* _Given task 1_:
In the fixing device text below, which part of the fixing device may be omitted, leaving the control portion to sense the sheet dimension from the size a user enters?
* _Given task 2_:
Please translate this sentence from the fixing device text below into Spanish: "Instead, it is also possible to set a plurality of reference lengths."
* _Given task 3_:
Resume the fixing device text below from the point where it stops, not the material that follows it.

The control portion 90 for the fixing device 13 according to the third embodiment described above, by judging whether the dimension L of the sheet S in the conveying direction is equal to or smaller than the reference length L1, controls the application current Ci to set it to either the first or second current. Instead, it is also possible to set a plurality of reference lengths. For example, it is possible to set a plurality of reference lengths other than the reference length L1 in the above embodiment described above and, in accordance with the dimension L of the sheet S in the conveying direction, control the application current Ci in multiple steps including the first and second currents. In this way, it is possible to reduce the application current Ci while suppressing image defects (electrostatic offset, electrostatic scattering of toner) more effectively, and to suppress deterioration of the charging portion 31 and the fixing belt 21 more effectively.

Although, in the sheet-length sensing portion 37 in the fixing device 13 according to the third embodiment described above, the dimension of the sheet S in the conveying direction is sensed based on the image fed in from the image input portion 70, this is not meant as any limitation. For example, the fixing device 13 may be configured to include a detection sensor such as a photo sensor that can sense the dimension of the sheet S in the conveying direction inserted through the fixing nip N. In this case, the sheet-length sensing portion 37 can sense the dimension of the sheet S in the conveying direction based on the sensing result of the detection sensor. Or, the sheet-length sensing portion 37 may be omitted, in which case the control portion 90 may be configured to sense the dimension of the sheet S in the conveying direction based on the size of the sheet S entered by a user on the operation portion 80.

Although the embodiments described above deal with, as an example, a fixing device 13 employing a sliding belt system in which an endless fixing belt 21 as a heated rotary member slides on the nip forming member 24, it is also possible to apply similar configurations to, for example, a fixing device employing a uniaxial belt system in which the fixing belt 21 is wound around the fixing roller or employing a biaxial belt system in which the fixing belt 21 is stretched around the fixing roller and the heating roller, or to a fixing device including a heated rotary member other than the fixing belt 21.

The present disclosure is applicable to an image forming apparatus provided with a fixing device which inserts a recording medium through a fixing nip formed by a heated rotary member and a pressing member to add heat and pressure to a toner image, so that the toner image is fused and fixed to the recording medium. Based on the present disclosure, it is possible to provide an image forming apparatus that has a comparatively longer product life while suppressing occurrence of image defects.

Claims

1. A fixing device comprising:

a first fixing member that makes contact with a toner image on a sheet conveyed along a conveying passage;

a second fixing member that forms, between itself and the first fixing member, a nip through which the sheet passes;

a charging portion that generates an application current for applying electric charge so as to apply the electric charge to a part of an outer circumferential face of the first fixing member on an upstream side of the nip in a moving direction of the outer circumferential face and to the toner image on the sheet; and

a control portion that controls the charging portion;

wherein

the control portion can perform an application mode in which the application current is generated and a standby mode in which no application current is generated, the control portion performing the application mode during a first period after initial start-up until passage of a predetermined period and performing the standby mode during a second period after passage of the first period until passage of a predetermined period.

* _Stored records_:
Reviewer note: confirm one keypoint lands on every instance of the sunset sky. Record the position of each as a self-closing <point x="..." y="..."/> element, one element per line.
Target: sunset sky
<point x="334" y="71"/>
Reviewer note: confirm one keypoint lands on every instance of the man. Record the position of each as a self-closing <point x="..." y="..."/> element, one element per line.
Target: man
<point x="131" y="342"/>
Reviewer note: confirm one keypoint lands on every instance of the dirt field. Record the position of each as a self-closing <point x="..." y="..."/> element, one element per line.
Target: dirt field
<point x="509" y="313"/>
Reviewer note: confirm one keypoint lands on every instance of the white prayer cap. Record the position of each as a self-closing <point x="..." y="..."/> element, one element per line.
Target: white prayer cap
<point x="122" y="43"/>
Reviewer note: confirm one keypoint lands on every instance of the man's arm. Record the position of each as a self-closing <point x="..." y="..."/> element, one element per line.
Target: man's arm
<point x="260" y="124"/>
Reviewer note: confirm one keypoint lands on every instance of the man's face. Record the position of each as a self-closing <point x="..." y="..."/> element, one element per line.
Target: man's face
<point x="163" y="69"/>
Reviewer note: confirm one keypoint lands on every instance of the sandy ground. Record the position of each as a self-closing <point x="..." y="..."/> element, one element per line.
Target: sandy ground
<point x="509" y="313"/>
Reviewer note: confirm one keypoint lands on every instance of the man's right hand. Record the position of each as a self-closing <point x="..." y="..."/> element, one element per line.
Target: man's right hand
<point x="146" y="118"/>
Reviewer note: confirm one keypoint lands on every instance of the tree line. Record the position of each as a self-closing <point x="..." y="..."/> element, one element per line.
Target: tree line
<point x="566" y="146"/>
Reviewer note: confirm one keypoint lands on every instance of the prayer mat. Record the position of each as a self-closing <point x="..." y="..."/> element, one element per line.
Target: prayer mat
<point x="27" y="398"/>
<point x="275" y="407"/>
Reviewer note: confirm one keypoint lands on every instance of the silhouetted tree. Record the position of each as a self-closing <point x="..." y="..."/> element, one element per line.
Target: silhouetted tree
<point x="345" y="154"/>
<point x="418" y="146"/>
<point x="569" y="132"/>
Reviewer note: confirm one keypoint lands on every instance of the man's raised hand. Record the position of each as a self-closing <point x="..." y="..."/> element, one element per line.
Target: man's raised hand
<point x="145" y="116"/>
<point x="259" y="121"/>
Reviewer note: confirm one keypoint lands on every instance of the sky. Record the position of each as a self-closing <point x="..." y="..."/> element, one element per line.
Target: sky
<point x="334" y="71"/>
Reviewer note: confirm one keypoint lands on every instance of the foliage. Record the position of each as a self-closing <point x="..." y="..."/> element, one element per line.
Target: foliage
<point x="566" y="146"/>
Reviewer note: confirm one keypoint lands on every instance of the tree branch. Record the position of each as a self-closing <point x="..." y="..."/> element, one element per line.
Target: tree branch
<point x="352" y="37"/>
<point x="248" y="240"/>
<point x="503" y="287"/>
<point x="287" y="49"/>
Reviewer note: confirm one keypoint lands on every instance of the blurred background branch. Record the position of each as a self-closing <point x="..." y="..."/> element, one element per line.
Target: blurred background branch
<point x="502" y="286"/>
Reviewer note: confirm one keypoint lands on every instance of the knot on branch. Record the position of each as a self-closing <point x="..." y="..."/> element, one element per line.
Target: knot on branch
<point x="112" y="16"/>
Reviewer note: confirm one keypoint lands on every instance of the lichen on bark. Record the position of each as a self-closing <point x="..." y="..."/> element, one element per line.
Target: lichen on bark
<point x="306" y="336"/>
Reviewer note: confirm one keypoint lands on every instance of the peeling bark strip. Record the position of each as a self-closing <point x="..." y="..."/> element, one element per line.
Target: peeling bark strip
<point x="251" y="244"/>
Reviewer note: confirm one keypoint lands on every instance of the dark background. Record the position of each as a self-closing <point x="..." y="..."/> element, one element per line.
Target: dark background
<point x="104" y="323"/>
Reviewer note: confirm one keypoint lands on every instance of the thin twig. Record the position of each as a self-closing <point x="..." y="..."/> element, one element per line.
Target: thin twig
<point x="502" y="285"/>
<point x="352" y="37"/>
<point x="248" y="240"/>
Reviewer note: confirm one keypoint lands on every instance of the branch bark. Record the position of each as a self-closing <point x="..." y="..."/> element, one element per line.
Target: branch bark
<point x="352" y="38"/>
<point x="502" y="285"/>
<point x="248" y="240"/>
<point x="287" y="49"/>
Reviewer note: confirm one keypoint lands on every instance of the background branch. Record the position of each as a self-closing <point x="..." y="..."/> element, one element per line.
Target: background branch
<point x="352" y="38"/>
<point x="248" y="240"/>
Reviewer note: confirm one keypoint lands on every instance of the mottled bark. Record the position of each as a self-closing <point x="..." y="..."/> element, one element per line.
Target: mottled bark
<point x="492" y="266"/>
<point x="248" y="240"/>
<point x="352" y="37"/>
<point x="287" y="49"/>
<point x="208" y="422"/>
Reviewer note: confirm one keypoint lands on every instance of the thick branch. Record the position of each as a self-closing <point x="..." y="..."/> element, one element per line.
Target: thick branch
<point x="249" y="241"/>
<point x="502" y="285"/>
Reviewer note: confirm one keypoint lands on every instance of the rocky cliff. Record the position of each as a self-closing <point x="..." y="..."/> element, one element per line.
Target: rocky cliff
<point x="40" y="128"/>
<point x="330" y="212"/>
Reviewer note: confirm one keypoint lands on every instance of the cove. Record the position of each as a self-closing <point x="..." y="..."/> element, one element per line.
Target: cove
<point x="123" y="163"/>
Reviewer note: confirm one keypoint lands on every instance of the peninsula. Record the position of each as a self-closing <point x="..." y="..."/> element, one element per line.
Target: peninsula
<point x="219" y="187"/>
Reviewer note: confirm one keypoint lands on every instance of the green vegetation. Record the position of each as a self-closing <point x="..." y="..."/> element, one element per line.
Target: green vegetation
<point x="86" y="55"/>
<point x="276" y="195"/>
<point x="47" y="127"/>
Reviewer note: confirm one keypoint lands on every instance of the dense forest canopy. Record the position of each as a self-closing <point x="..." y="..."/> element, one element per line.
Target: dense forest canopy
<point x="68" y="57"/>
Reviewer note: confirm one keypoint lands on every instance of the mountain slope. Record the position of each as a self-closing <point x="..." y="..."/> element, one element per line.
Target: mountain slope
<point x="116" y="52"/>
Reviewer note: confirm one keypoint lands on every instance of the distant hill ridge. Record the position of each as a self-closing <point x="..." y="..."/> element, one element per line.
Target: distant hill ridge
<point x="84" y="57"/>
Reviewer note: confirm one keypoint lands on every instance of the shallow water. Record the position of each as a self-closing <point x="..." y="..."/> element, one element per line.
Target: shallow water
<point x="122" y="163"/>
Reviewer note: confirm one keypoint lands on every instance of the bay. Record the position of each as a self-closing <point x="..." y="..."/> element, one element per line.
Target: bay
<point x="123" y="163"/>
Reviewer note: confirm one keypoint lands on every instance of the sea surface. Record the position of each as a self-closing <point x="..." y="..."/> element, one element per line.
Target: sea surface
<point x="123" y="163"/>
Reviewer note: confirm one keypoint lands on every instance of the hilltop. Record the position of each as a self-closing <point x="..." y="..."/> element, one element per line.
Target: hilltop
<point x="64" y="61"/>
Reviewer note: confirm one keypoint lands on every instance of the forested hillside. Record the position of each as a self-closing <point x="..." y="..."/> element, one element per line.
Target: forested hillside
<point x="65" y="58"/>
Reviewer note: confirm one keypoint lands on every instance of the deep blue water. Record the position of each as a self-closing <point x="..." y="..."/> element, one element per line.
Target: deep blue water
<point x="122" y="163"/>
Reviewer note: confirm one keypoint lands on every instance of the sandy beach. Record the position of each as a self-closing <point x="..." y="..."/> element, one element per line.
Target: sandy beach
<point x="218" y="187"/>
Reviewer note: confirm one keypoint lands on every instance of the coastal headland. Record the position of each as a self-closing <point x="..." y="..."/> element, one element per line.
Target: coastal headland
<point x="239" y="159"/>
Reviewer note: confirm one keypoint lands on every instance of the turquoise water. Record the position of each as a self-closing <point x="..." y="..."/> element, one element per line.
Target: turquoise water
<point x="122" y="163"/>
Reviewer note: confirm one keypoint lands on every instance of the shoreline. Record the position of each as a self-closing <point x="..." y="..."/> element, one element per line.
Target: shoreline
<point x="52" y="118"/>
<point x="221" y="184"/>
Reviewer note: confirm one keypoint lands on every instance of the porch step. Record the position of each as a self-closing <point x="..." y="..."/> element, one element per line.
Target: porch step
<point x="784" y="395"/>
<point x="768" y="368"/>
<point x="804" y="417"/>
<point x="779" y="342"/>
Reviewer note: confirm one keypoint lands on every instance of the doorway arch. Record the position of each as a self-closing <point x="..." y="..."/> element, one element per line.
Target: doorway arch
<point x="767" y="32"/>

* _Task answer 1_:
The sheet-length sensing portion 37.

* _Task answer 2_:
En su lugar, también es posible establecer una pluralidad de longitudes de referencia.

* _Task answer 3_:
2. The fixing device according to claim 1,

wherein

the control portion reduces the application current as an elapsed period after the initial start-up increases.

3. The fixing device according to claim 1,

wherein

the control portion performs the application mode again after passage of the second period.

4. The fixing device according to claim 1, further comprising a passed-sheet counting portion that counts a cumulative number of sheets passed which is a number of sheets passed through the nip since the initial start-up,

wherein

the control portion calculates an elapsed period since the initial start-up based on the cumulative number of sheets passed.

5. The fixing device according to claim 1,

wherein

when the cumulative numbers of sheets passed after passage of the first and second periods are referred to as a first number of sheets and a second number of sheets respectively, the second number of sheets is equal to or larger than 14 times but equal to or smaller than 18 times the first number of sheets.

6. The fixing device according to claim 1,

wherein

the charging portion includes a discharge electrode and a counter electrode that are arranged away from the outer circumferential face of the first fixing member, the charge portion producing corona discharge between the discharge electrode and the counter electrode to generate the application current.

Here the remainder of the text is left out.